**Short task 1:** Decide whether each statement below agrees with the Code Sequencer text, answering yes or no and quoting the deciding words of that text: (a) Solana's block time can rise above one second during volatile periods. (b) Payments are routinely included in the next block. (c) The privacy feature works through the Splitter program.
**Short task 2:** Carry on with the Code Sequencer text, starting after its final line.

** start Passage given **

To break into mainstream adoption, payments need to be instant and they need to be guaranteed. If a user has to wait, or they get a failed transaction they will think the experience is broken, and when you're dealing with money the experience cannot feel broken. That is why we built the Code Sequencer. Solana is fast, but even with an average block time of ~400ms, there are periods of volatility where the block time can creep up over 1 second. We need things to be predictably instant.

The other challenge is that payments routinely aren’t included in the next block, and without a mempool these payments end up failing on the application side. Again making for a broken experience for consumers.

The Code Sequencer addresses these challenges gracefully managing the "pending confirmation" periods inherent to all blockchains to deliver an instant experience for the user.

The Code Sequencer aims to offer speed, reliability, and privacy in transactions. All users know is that payments "just work" every time, but under the hood, the Code Sequencer is seamlessly handling all of the complexity and unpredictability of on chain operations.

mermaid
graph LR
  A([Code App]) --> C([Code Sequencer])
  B([Code SDK]) --> C
  C --> D([Solana])
  E([Geyser]) --> C
  D --> E
graph LR
  A([Code App]) --> C([Code Sequencer])
  B([Code SDK]) --> C
  C --> D([Solana])
  E([Geyser]) --> C
  D --> E

Why the Code Sequencer?

Traditional blockchain confirmations aren't ideal for on-the-spot transactions, like grabbing a coffee. The Code Sequencer facilitates instant transfers, ensuring that once a payment commitment is made by a user, it's final.

Features

  • Instant Transactions: Offers instant fund transfers.
  • Reliability: Utilizes nonced transactions for security and preventing double spends.
  • Privacy: Interacts with the Splitter program to upgrade payment intents, safeguarding user account and payment details.

** end Passage given **
** start Extracted entries **

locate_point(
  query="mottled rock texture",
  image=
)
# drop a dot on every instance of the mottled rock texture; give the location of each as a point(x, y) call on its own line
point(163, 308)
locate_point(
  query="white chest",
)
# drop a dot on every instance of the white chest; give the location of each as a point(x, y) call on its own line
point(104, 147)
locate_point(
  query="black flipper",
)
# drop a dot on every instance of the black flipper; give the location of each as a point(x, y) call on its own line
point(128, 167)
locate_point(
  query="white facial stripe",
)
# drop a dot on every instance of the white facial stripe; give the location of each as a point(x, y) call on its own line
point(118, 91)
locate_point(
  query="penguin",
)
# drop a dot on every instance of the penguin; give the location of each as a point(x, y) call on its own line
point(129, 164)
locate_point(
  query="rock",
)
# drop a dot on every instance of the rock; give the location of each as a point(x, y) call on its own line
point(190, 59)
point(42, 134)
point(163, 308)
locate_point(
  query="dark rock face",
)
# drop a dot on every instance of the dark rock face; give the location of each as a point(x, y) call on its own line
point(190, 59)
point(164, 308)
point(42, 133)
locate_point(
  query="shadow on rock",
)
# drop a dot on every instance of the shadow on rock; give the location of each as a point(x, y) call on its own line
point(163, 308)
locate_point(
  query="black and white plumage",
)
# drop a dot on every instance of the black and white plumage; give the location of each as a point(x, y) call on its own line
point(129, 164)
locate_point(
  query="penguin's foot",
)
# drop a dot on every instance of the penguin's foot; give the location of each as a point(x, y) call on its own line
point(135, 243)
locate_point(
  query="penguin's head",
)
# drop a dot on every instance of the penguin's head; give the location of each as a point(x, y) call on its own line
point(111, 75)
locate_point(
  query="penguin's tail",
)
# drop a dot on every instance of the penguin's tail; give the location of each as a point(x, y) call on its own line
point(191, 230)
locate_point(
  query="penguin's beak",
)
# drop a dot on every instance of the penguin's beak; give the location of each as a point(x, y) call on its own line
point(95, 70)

** end Extracted entries **
** start Extracted entries **

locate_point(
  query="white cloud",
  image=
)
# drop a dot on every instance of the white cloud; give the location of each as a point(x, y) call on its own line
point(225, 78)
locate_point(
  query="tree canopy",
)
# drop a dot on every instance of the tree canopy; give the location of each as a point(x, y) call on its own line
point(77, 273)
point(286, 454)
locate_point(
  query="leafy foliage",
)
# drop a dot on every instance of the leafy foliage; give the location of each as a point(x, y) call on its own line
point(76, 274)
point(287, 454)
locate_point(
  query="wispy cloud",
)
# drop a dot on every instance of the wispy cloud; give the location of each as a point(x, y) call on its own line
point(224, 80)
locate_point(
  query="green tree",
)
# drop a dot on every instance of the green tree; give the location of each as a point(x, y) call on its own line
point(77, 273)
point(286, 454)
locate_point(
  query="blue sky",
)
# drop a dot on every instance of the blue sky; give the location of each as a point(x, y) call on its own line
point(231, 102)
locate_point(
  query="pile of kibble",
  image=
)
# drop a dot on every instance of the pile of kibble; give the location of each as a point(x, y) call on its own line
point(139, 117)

** end Extracted entries **
** start Extracted entries **

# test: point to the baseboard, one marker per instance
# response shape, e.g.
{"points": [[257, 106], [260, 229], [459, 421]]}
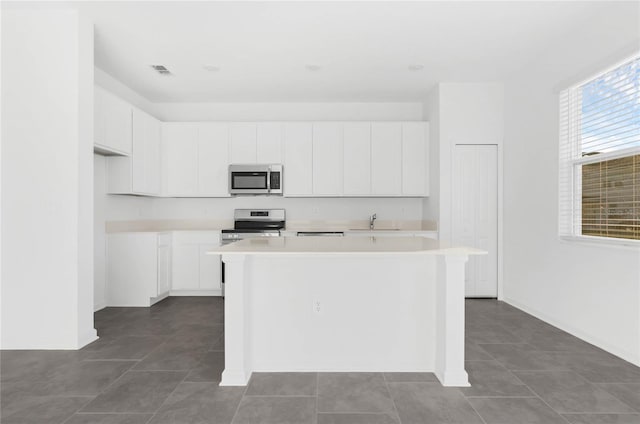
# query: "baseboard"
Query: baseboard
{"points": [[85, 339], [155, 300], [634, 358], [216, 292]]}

** end Extracted entries **

**Reply 1:**
(a) Yes: "there are periods of volatility where the block time can creep up over 1 second"
(b) No: "payments routinely aren’t included in the next block"
(c) Yes: "Interacts with the Splitter program to upgrade payment intents, safeguarding user account and payment details"

**Reply 2:**
The Code Sequencer is permissionless and self-custodial. It doesn't hold a user's funds or private keys, it only schedules signed transactions. Users are able to use the underlying Solana blockchain directly if necessary. There is an open source tool to do so called the Timelock Explorer.

Access Keys

The Code Sequencer never sees or knows the private keys of a user's accounts or their private key (What Code refers to as an "Access Key").

How to Use the Code Sequencer

As a Code app or Code SDK user, there is nothing you need to do to use the sequencer. It's built into the Code app and SDK.

The Code Sequencer is a Layer 2 (L2) system that works in tandem with the Code app. The Code app is the primary interface for users to send money or make payments, and that experience is powered by the Code Sequencer. The Code Sequencer, in turn, submits payments to the Solana blockchain.

How It Works

Put simply, the Code Sequencer maintains a global state and runs a local simulation of submitted Intents. It is the Code Sequencer's job to ensure that state transitions are valid and that referenced accounts are in locked state. Submitted intents are scheduled and sent to the Solana blockchain asynchronously.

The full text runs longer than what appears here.